Task instructions → In the forum thread, write out everything from "The client is" down to "it. Are they prepared for that cost?", swapping "client" for "customer".

You know, it's the "dull work" that pays the bills&#8230;  You could even hire a junior designer or intern to do the work and in return that designer gets valuable job experience.

Otherwise you're hiring a much more expensive data specialist to program a solution for you that you then have to test and troubleshoot&#8230;


----------



## wicky (Mar 6, 2006)

Natobasso said:
			
		

> You know, it's the "dull work" that pays the bills



Too true!! Unfortunately.




			
				Natobasso said:
			
		

> You could even hire a junior designer or intern to do the work and in return that designer gets valuable job experience.
> 
> Otherwise you're hiring a much more expensive data specialist to program a solution for you that you then have to test and troubleshoot



The client is quite large (and growing), and we have already hired a full time junior to do most of the monkey work. The only reason I'm going down this route is because the client has specifically asked for it, and hating to be defeated I wondered if it was possible.

Cheers


----------



## Natobasso (Mar 6, 2006)

No need to feel defeated. Just tell them it can be done if they want to pay for the programming/set-up work. Then, if they want to do this themselves they then have to monitor it. Are they prepared for that cost?


----------



## wicky (Mar 6, 2006)

Natobasso said:
			
		

> Are they prepared for that cost?



Only one way to find out, right? Cheers


----------

Information provided →
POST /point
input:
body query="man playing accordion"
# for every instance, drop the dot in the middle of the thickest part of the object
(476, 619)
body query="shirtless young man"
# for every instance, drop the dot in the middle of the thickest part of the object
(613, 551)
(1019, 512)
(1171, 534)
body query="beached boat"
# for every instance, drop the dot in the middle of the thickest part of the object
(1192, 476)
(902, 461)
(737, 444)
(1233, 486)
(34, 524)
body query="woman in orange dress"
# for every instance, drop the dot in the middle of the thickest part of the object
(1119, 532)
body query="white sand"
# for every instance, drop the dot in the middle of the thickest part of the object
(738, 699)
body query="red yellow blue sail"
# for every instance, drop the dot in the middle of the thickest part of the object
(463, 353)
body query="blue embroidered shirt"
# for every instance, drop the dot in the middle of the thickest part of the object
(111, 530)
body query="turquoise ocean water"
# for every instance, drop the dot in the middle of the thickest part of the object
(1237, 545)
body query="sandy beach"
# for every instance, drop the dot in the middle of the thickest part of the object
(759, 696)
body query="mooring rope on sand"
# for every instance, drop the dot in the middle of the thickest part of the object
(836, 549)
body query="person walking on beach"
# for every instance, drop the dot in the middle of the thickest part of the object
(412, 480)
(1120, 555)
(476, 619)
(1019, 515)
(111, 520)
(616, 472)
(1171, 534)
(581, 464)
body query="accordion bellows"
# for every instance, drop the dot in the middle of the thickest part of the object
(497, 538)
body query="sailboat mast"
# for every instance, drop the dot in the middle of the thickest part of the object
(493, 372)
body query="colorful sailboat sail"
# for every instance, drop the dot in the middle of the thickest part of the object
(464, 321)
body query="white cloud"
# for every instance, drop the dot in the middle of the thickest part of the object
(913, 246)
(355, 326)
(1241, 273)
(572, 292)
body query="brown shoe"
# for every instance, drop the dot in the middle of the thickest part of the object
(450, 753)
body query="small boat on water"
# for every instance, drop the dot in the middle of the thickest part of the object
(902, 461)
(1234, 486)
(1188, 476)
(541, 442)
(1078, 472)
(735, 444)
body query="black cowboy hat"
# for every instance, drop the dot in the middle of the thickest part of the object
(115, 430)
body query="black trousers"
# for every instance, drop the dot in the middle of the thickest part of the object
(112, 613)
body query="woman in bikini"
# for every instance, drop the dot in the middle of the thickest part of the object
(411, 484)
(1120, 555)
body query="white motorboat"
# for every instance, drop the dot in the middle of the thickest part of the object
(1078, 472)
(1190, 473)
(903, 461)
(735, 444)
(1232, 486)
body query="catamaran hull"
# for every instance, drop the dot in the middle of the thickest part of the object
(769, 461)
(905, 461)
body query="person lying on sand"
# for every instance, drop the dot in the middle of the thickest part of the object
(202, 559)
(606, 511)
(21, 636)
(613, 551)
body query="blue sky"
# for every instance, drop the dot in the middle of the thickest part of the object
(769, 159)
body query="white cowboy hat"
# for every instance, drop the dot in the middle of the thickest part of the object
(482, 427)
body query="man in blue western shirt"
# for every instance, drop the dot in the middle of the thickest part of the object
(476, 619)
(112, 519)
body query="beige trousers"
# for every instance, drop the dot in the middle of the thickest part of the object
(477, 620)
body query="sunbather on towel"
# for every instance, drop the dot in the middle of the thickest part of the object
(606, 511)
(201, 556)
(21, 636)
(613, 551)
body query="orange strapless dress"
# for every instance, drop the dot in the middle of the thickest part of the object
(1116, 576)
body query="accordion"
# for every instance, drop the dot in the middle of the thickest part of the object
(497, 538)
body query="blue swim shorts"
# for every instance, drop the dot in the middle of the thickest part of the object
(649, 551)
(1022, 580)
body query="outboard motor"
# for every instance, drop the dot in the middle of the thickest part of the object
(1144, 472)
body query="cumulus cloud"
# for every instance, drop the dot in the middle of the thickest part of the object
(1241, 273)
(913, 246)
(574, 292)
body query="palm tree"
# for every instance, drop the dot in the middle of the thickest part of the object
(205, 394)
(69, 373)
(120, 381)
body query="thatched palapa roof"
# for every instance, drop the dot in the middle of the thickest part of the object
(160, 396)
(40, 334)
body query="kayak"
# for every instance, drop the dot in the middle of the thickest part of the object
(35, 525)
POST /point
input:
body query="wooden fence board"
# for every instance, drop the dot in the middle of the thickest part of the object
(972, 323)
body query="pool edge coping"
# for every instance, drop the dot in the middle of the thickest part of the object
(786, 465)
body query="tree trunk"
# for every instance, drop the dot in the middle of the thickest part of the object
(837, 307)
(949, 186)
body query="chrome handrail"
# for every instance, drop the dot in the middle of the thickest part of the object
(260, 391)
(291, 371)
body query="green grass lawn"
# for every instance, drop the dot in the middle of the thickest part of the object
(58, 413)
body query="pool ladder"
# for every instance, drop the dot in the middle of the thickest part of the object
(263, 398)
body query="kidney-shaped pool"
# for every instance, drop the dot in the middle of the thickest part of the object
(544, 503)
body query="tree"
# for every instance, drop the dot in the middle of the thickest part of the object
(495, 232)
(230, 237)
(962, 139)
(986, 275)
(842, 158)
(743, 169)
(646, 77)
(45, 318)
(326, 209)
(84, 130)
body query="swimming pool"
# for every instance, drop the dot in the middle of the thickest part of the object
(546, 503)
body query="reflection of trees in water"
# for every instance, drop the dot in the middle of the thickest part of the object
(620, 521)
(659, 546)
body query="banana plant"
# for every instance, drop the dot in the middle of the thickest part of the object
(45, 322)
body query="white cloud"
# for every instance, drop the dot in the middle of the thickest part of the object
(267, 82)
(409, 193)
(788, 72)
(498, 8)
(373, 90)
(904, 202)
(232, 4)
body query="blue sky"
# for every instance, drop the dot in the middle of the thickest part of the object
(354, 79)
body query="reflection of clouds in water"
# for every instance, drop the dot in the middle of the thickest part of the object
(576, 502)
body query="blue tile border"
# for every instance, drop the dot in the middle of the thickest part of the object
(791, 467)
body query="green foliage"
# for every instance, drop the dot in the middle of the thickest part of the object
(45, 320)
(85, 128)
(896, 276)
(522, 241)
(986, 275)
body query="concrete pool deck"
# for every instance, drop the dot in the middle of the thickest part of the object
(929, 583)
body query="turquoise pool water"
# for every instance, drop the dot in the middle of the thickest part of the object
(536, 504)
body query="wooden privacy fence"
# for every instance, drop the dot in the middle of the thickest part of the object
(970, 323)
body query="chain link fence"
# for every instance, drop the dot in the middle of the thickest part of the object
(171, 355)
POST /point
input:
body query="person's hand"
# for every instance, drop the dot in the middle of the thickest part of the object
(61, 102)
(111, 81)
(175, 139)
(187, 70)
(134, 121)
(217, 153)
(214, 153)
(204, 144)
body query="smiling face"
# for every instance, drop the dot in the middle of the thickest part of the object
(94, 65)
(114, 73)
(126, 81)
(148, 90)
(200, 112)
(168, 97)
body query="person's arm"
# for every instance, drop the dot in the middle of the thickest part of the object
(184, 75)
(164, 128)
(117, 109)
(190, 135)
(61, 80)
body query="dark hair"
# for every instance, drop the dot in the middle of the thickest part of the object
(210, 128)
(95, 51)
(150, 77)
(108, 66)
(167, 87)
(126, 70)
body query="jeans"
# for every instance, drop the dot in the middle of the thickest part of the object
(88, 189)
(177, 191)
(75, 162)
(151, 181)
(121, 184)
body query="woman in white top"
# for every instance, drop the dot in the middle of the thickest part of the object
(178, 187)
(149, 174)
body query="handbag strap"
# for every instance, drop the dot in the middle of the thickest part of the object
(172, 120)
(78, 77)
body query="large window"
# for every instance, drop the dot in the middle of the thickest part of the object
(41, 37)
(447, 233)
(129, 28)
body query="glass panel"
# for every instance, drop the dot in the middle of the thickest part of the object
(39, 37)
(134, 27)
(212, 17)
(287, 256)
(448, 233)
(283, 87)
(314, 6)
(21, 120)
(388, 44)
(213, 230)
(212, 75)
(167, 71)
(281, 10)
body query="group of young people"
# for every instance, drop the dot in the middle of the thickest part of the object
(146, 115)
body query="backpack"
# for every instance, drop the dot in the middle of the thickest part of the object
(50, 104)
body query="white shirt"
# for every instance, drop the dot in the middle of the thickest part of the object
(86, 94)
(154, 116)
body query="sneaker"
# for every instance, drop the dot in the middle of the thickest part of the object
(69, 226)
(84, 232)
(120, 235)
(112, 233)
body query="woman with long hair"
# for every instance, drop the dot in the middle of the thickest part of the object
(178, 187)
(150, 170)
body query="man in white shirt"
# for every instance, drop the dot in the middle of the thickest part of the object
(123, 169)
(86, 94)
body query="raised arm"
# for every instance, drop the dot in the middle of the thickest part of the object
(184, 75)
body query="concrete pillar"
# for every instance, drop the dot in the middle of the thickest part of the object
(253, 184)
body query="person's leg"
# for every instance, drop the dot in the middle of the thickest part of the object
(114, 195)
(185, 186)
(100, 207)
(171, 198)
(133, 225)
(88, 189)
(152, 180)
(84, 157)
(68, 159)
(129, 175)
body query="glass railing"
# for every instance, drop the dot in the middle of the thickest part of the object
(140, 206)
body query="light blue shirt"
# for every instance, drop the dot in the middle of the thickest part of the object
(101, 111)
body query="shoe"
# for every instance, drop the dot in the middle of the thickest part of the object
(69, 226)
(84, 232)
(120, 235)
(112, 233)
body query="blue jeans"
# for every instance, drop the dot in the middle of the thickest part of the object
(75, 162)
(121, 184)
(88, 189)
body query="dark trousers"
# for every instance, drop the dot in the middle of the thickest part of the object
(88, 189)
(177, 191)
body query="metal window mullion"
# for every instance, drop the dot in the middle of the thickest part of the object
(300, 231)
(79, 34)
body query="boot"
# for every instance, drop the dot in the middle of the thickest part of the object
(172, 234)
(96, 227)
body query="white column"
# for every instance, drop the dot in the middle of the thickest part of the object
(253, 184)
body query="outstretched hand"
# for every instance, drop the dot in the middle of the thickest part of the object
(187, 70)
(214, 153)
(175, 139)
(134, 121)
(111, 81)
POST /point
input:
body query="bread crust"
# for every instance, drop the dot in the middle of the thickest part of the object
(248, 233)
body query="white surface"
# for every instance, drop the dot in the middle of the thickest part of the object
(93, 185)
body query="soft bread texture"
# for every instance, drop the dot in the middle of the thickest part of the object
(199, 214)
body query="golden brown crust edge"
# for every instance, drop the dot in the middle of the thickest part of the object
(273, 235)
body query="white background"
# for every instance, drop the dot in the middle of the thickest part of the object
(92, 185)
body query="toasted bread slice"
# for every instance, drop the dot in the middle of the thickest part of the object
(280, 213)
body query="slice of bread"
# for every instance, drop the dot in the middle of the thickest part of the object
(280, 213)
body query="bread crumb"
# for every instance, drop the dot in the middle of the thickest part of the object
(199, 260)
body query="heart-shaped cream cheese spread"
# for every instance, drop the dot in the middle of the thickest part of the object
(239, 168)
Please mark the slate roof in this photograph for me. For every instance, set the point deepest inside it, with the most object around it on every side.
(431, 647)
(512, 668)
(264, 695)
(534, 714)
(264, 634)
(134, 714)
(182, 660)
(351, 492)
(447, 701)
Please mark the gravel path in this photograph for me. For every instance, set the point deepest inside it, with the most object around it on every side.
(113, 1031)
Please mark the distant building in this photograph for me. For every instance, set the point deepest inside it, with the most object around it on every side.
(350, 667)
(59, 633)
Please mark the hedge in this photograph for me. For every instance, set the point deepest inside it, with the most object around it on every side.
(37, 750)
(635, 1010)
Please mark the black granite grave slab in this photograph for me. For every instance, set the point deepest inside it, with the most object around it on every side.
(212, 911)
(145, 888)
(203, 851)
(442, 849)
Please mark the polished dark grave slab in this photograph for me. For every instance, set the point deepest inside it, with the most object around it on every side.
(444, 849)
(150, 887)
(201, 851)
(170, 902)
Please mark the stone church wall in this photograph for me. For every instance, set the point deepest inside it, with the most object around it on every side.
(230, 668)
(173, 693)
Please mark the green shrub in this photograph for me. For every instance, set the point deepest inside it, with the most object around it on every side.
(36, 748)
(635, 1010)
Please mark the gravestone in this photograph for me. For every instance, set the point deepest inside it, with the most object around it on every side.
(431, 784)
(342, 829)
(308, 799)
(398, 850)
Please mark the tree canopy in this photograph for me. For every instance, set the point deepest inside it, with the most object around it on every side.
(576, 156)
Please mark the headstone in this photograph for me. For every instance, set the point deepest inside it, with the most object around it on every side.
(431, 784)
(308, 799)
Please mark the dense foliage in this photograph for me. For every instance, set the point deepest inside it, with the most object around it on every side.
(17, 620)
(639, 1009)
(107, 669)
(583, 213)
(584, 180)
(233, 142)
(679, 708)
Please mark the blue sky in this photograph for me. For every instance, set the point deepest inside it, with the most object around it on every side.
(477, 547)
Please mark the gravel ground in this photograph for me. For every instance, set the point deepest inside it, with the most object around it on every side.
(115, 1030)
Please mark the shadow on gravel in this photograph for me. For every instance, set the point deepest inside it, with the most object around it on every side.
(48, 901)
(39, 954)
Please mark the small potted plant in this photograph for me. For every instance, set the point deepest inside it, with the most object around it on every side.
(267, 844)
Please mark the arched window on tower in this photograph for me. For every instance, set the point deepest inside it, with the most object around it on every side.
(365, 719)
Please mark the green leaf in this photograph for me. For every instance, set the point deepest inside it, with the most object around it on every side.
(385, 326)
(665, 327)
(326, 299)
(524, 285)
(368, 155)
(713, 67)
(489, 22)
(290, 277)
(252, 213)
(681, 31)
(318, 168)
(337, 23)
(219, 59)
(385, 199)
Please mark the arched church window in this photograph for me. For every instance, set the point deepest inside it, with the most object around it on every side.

Solution to this problem →
The customer is quite large (and growing), and we have already hired a full time junior to do most of the monkey work. The only reason I'm going down this route is because the customer has specifically asked for it, and hating to be defeated I wondered if it was possible.

Cheers


----------



## Natobasso (Mar 6, 2006)

No need to feel defeated. Just tell them it can be done if they want to pay for the programming/set-up work. Then, if they want to do this themselves they then have to monitor it. Are they prepared for that cost?